Maybe the author's intent is that capacitor C2 is separately charged by a battery to charge q1 and then connected to capacitor C1 while the switch open as all this is going on. That's far removed from the posted description.

DaveE and etotheipi
First of all, I'm sorry you have to deal with a question like this; frankly it's crap, and it either means your instructor doesn't really understand the material he's teaching or he isn't paying attention. Matbe he just wants you to solve problems presented in the most confusing way possible? You have my sympathy. Not that that helps, I know.

As an aside I am struck with how often the questions posted by students are the result of poorly constructed homework questions. It simultaneously makes me optimistic about the students and depressed about the quality of some instructors out there.

OK, I'm not sure I can help with the answer, I haven't thought that hard about it. But I can give you some of my impressions:

1) The charge on both sides of C2 is q1. This means that there is no voltage or energy in/across C1.

2) Because C1 is connected to C2 the charge on the right side of C1 MUST be q1 also. According to the schematic they are they same thing. The right side of C1 IS the left side of C2.

**Extracted data**
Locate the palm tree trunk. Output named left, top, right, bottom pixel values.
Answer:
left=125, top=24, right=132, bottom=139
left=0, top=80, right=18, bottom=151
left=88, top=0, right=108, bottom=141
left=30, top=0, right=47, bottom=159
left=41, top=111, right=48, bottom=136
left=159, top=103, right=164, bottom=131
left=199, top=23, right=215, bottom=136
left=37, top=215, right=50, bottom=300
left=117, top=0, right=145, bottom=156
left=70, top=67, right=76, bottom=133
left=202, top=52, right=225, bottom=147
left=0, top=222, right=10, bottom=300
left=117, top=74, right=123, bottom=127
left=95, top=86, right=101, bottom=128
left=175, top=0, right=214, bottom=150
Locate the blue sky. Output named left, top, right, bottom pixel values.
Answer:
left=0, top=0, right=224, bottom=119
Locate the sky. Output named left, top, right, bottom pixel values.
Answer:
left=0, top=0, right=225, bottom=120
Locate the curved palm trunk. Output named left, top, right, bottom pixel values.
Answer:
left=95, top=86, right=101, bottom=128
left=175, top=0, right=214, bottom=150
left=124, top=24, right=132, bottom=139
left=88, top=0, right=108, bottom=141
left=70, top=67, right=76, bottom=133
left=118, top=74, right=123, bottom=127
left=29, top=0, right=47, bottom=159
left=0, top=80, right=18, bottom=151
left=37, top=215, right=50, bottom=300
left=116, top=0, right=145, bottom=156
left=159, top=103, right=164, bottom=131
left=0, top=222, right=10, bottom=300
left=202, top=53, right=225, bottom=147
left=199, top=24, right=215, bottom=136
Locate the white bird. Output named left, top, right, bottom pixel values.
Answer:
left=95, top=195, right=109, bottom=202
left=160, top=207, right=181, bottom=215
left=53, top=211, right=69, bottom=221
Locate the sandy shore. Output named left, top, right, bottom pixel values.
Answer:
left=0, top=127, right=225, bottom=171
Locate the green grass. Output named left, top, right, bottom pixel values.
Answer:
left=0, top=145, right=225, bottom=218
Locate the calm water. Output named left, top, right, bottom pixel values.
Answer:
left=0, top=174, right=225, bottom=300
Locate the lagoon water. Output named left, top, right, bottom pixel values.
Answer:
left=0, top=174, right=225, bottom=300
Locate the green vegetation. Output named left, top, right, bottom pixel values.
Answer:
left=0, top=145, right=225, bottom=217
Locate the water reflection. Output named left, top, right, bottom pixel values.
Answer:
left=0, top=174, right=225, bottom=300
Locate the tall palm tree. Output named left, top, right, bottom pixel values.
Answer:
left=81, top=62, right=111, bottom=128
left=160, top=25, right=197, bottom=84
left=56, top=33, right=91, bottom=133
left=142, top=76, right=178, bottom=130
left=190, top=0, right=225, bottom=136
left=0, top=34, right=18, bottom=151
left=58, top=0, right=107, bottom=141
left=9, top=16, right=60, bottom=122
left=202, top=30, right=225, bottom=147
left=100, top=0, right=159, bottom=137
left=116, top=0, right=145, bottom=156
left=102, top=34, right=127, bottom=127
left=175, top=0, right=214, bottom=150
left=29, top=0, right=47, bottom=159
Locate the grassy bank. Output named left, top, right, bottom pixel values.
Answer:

**Given request A**
Rewrite the paragraph in the capacitor thread above that begins "As an aside I am struck" in one shorter sentence, keeping its main points.
**Given request B**
From the capacitor thread above, extract the part that opens with the words containing "1) The charge" and closes with "side of C2.".

**Written reply A**
Many questions students post come from poorly constructed homework, which leaves the writer both optimistic about the students and depressed about some instructors.

**Written reply B**
1) The charge on both sides of C2 is q1. This means that there is no voltage or energy in/across C1.

2) Because C1 is connected to C2 the charge on the right side of C1 MUST be q1 also. According to the schematic they are they same thing. The right side of C1 IS the left side of C2.